▶ PROBLEM REQUIREMENTS
Across the data below, how many lines have the word "Target" in them? Respond with the number alone.

(Natural language region descriptions)
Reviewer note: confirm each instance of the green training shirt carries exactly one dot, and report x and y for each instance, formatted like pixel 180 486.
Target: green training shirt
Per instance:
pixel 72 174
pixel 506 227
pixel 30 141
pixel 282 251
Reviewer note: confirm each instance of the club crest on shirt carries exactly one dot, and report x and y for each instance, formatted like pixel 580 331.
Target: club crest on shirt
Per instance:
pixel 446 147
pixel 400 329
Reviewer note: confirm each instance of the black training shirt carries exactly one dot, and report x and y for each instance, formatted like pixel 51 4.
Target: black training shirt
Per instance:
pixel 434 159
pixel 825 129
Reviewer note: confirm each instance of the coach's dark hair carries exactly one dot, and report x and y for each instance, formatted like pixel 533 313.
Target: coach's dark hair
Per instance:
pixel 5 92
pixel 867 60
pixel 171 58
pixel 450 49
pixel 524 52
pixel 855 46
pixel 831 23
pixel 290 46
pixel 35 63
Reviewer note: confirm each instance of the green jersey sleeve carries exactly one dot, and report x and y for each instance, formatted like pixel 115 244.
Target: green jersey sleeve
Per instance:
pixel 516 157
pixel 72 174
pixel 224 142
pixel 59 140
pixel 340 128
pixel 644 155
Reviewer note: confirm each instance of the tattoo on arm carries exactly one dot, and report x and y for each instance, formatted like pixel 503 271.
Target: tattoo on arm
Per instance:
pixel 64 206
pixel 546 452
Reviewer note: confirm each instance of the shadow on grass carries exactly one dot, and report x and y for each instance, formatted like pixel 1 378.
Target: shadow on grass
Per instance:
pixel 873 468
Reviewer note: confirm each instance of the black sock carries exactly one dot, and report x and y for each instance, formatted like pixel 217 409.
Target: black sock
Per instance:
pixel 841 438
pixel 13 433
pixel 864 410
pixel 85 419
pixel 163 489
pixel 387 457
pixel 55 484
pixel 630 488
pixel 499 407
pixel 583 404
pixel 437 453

▶ SOLUTION FOR THIS TASK
8